*Aim*. Rewrite the lines below, changing every "instance" to "object" and leaving everything else unchanged.

*Exercise input*.
◆ ◆ ◆ ◆ ◆
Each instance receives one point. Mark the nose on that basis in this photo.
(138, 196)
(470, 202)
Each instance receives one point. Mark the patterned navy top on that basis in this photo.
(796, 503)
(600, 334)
◆ ◆ ◆ ◆ ◆
*The completed task*.
Each object receives one point. Mark the nose on that basis in this photo.
(138, 196)
(470, 202)
Each object receives one point. Mark the patterned navy top on that basis in this photo.
(796, 503)
(600, 334)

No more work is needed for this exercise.